_Direction_
Copy the records below, swapping each "MUST" for "SHALL" and leaving all other text unchanged. Omit the pictures from your answer.

Image location labeling records:
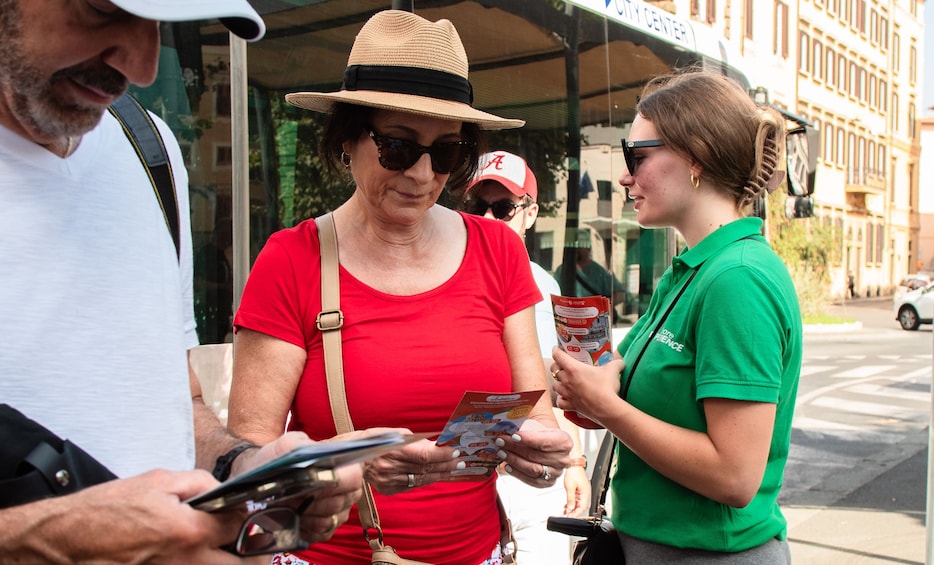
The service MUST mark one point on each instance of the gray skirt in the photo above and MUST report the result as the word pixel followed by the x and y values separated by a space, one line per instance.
pixel 641 552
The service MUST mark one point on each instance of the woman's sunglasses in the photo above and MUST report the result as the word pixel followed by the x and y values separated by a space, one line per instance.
pixel 400 154
pixel 504 209
pixel 630 156
pixel 272 530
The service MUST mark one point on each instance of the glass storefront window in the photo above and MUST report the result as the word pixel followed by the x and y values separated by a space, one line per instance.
pixel 570 70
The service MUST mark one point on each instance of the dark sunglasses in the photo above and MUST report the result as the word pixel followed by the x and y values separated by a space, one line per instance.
pixel 400 154
pixel 504 209
pixel 629 155
pixel 272 530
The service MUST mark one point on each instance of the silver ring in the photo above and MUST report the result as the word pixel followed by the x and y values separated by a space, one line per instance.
pixel 335 521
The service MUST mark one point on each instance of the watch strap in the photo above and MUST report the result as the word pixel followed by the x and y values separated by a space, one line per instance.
pixel 224 463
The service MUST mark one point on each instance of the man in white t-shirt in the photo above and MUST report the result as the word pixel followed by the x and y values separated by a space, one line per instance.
pixel 97 304
pixel 505 189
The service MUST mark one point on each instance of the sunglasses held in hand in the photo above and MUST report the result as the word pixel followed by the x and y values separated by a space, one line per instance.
pixel 504 209
pixel 272 530
pixel 400 154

_Exercise output_
The service SHALL mark one point on each instance of the gray skirt in the photo above and SHALL report the result as the word pixel followed by the x and y values separated by a space, one line per instance.
pixel 641 552
The service SHALL mark one point on each instance of the woman's sunglasses in the photo above and SHALL report the result as the word pixel followed by the x and y values separated by a space, one line per instance.
pixel 400 154
pixel 504 209
pixel 630 156
pixel 272 530
The service SHALL mark one point on each instance of the glass storefront window in the photo above and SHALL report the result as the word pixel followed by the x and y values separated by a space, one line per instance.
pixel 570 70
The service SHALL mark one point on each instance of the dark sunglasses in the photo above and SHALL report the result as the word pixel followed by the x and y values separated by a space, one line per instance.
pixel 400 154
pixel 504 209
pixel 629 155
pixel 272 530
The service SHALL mark one point on each instance of the silver ring in the photo above and SHALL report the result as the word pixel followed by the x and y values separated by a space, one line per instance.
pixel 335 521
The service SHALL mark one point on each instance of the watch strap in the photo above and SHALL report the result as the word pixel followed by the x and y values separated by a space, one line per instance.
pixel 224 463
The service SHALL mark one point on each instance of the man in white t-shirt in the photo above and SHALL report the result as the word pixel followed by the x and y values separated by a space, one line per instance.
pixel 97 304
pixel 505 189
The service SHALL mark one point on each instance of the sunglasses held in hand in the photo above and SHALL report the result as the word pixel followed by the x and y values separated by a space, one line per instance.
pixel 504 209
pixel 272 530
pixel 400 154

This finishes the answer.